SHORT EXERCISE: Echo back, word for word, the lines of the data below that run from the line containing "If you could drop a marker on the mattress" through the end of the data, with both ends included.

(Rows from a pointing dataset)
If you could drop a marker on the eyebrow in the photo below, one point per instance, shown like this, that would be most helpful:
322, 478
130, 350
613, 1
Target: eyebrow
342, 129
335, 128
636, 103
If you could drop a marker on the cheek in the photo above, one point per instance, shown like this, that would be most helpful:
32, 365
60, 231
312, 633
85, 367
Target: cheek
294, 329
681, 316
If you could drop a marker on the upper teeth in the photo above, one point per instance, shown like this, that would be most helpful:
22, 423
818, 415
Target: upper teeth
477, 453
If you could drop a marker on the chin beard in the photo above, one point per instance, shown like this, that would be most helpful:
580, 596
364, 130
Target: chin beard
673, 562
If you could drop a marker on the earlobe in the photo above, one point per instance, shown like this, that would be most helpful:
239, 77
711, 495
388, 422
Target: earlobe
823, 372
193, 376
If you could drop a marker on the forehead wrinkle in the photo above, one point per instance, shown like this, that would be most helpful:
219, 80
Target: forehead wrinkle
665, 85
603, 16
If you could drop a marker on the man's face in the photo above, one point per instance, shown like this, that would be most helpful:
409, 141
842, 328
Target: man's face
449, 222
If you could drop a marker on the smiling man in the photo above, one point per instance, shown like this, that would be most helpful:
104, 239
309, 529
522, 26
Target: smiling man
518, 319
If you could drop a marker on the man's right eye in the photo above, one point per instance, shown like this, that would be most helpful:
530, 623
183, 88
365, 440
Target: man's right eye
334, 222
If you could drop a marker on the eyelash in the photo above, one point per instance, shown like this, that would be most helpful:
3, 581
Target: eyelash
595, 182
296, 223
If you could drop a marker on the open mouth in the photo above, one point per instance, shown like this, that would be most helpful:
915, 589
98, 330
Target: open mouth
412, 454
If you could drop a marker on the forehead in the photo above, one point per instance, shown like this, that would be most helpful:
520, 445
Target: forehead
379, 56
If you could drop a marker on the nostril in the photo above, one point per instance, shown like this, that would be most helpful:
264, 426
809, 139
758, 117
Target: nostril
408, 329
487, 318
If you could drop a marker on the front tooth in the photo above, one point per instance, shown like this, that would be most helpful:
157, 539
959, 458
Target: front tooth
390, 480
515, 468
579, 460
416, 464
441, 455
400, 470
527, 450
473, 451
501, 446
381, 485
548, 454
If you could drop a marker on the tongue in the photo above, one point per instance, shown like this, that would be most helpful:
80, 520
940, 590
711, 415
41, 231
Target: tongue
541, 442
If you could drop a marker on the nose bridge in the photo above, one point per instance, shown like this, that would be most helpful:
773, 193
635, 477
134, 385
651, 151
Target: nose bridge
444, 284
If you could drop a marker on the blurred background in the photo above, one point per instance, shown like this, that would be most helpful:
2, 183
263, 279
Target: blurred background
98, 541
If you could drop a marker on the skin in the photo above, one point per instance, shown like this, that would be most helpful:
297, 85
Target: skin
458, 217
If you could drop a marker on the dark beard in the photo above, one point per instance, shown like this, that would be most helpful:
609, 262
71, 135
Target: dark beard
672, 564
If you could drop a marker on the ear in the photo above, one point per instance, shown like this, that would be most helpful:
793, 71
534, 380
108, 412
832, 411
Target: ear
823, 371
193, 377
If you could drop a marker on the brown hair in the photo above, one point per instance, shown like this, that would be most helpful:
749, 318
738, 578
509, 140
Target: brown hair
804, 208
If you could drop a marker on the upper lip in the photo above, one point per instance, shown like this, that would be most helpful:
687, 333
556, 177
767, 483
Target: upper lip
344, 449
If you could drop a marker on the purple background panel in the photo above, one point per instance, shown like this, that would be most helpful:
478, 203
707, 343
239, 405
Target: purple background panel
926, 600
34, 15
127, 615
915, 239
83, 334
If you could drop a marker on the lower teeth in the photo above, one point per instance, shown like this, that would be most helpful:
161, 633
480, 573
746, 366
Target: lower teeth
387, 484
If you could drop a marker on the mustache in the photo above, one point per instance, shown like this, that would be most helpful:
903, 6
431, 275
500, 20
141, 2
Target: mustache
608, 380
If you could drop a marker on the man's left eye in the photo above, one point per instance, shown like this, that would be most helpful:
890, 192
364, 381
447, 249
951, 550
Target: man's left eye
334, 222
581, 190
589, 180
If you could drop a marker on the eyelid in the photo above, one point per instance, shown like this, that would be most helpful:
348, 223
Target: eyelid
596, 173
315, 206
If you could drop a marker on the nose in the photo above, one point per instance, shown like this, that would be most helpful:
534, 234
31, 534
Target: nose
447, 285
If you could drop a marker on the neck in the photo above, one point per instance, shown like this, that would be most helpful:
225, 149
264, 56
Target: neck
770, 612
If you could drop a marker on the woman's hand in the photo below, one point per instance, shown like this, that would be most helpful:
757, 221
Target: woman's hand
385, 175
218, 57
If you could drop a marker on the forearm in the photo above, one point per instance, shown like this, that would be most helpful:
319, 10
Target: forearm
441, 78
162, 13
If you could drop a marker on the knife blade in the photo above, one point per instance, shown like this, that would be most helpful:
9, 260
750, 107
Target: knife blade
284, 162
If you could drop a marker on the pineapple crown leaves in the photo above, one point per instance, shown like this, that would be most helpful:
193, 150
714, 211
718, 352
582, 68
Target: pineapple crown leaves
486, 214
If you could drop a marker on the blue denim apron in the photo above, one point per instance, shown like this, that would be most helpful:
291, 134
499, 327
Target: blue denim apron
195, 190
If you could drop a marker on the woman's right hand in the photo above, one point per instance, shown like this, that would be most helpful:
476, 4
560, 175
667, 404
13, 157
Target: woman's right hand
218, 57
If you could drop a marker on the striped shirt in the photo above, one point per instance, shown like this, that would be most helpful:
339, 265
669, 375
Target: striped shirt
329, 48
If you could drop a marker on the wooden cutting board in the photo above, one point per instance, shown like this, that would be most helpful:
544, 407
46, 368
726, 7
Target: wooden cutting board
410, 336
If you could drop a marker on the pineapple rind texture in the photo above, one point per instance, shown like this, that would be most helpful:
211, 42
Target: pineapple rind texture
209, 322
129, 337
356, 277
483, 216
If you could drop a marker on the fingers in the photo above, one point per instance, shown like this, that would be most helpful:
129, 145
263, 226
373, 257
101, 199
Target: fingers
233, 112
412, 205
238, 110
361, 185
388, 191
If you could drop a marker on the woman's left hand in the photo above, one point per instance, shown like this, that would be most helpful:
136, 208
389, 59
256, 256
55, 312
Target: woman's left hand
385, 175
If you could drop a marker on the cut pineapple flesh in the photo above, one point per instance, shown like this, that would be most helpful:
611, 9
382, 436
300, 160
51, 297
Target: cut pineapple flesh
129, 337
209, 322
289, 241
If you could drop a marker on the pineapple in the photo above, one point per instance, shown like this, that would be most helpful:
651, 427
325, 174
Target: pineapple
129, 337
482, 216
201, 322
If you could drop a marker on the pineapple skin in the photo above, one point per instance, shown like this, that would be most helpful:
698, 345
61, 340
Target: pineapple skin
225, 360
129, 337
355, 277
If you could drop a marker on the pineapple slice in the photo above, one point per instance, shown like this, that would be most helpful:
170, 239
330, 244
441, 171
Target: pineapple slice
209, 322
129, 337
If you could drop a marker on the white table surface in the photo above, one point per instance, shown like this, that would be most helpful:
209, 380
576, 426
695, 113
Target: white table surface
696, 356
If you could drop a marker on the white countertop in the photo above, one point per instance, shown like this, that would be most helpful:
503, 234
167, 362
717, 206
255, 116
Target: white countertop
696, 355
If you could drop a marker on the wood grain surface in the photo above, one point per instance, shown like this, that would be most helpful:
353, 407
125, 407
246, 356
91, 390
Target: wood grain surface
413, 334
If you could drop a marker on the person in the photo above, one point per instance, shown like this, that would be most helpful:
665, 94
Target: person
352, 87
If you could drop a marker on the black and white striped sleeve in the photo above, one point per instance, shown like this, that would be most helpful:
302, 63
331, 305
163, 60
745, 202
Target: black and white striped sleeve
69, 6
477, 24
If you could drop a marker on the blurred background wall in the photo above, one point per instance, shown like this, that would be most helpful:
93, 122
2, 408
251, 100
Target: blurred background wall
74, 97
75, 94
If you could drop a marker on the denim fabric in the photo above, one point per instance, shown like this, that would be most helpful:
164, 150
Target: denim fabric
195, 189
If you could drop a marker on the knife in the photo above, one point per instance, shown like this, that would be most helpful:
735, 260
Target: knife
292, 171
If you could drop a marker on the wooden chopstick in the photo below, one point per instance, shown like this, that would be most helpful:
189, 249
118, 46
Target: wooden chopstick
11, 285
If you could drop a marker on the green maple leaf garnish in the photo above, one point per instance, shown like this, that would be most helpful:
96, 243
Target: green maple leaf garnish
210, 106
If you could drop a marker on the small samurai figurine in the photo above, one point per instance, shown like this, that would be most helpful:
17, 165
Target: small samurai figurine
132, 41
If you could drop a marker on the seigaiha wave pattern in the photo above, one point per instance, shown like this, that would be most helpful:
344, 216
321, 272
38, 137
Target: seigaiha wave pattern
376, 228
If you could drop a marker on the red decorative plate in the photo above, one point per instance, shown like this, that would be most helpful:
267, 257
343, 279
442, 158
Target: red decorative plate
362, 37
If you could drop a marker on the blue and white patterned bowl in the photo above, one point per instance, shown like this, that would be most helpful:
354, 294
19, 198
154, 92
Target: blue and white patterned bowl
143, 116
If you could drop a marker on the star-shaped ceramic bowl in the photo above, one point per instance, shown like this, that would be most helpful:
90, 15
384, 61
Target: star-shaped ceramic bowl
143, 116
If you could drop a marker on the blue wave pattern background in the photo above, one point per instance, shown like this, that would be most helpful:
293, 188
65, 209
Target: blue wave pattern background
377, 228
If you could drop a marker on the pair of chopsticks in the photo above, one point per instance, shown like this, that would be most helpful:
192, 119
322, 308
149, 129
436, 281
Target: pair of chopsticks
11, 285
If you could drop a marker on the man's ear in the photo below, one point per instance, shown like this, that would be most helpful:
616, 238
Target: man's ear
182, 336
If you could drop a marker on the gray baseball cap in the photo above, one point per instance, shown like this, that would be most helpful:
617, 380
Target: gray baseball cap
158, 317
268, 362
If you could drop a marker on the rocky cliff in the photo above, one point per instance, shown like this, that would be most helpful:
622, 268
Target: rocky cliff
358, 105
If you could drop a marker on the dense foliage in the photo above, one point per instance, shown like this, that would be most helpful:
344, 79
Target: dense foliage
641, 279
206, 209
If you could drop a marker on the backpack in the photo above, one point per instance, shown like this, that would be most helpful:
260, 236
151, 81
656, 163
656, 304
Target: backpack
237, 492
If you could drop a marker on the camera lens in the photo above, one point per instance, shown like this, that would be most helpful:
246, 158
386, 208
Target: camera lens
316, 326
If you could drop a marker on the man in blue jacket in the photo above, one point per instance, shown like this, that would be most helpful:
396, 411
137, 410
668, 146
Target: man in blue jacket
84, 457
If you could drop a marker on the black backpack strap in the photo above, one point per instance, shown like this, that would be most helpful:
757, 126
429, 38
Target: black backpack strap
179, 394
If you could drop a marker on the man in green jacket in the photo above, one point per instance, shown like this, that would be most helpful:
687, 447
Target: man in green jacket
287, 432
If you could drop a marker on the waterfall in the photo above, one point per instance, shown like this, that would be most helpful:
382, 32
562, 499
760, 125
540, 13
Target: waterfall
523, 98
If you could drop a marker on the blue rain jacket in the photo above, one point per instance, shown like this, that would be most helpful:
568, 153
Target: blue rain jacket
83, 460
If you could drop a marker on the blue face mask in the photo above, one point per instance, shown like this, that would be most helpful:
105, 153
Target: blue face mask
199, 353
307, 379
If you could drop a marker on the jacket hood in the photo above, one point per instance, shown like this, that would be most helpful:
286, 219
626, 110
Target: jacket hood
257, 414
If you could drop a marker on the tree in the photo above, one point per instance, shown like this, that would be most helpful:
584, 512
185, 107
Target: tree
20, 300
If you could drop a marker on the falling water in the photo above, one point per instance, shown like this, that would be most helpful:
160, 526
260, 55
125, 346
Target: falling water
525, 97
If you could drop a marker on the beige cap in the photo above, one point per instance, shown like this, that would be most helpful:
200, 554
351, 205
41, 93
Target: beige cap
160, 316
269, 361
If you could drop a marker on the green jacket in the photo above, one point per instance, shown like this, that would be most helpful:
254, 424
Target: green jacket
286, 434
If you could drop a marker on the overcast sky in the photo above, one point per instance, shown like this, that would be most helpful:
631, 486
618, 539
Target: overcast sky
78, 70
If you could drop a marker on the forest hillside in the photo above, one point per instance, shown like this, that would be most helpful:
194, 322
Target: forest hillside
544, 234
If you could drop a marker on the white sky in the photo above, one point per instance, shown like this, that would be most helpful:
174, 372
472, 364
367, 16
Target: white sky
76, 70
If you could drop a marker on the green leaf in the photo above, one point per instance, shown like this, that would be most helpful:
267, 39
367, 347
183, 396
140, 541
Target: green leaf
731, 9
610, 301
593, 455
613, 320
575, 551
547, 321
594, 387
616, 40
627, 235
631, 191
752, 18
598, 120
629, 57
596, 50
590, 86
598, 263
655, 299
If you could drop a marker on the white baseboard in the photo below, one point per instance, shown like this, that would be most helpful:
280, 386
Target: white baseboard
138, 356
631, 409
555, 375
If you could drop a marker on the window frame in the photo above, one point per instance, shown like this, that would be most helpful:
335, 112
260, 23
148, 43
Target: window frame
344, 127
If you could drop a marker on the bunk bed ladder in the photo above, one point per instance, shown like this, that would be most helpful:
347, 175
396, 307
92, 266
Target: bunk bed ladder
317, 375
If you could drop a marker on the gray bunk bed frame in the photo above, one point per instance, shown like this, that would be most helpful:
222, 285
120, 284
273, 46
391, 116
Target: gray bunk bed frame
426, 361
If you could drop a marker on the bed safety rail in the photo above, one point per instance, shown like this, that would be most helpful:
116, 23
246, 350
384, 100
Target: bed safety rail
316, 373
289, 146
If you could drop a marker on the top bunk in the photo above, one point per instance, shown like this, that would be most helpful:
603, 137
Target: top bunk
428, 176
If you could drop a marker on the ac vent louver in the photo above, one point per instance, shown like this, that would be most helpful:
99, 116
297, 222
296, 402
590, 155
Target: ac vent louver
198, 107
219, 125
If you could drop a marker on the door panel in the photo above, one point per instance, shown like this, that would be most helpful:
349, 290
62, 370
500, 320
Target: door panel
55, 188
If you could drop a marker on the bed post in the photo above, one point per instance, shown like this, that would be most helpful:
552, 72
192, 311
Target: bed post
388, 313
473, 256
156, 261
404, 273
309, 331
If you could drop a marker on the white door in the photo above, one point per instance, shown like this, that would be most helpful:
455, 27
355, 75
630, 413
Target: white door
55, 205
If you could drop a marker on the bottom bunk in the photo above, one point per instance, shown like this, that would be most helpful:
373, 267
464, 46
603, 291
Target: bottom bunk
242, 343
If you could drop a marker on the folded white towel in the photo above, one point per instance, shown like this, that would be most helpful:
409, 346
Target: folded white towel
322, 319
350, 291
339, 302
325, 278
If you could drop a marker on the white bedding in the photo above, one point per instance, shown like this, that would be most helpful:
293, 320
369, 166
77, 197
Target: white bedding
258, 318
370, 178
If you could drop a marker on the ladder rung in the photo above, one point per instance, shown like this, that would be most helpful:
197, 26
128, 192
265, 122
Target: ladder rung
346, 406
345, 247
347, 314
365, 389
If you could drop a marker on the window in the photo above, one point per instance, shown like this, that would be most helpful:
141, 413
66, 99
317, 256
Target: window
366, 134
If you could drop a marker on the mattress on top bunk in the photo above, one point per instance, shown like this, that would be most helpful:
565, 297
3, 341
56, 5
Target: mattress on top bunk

WRITTEN ANSWER:
If you could drop a marker on the mattress on top bunk in the photo above, one point per instance, shown like this, that would be most helpful:
565, 297
3, 341
56, 5
Target: mattress on top bunk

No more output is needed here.